Search the records for the string "coordinates", and show each line where it appears.

(Stored data entries)
<<<<

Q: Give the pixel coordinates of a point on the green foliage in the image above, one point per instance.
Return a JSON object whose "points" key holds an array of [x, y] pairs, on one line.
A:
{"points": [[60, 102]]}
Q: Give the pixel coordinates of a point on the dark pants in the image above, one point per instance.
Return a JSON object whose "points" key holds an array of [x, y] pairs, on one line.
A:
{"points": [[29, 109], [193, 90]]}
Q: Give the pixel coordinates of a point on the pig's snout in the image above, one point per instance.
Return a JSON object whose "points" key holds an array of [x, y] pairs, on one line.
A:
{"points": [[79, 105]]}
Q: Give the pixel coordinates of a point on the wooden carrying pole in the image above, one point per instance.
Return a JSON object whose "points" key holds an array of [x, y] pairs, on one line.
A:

>>>>

> _Solution to the exercise_:
Q: Give the pixel coordinates of a point on the green foliage in the image above, one point per instance.
Q: Give the pixel coordinates of a point on the dark pants in the image above, one point per instance.
Q: Give the pixel coordinates of a point on the pig's snout in the image above, one point per instance.
Q: Give the pixel coordinates of a point on the wooden carrying pole in the image above, one point per instance.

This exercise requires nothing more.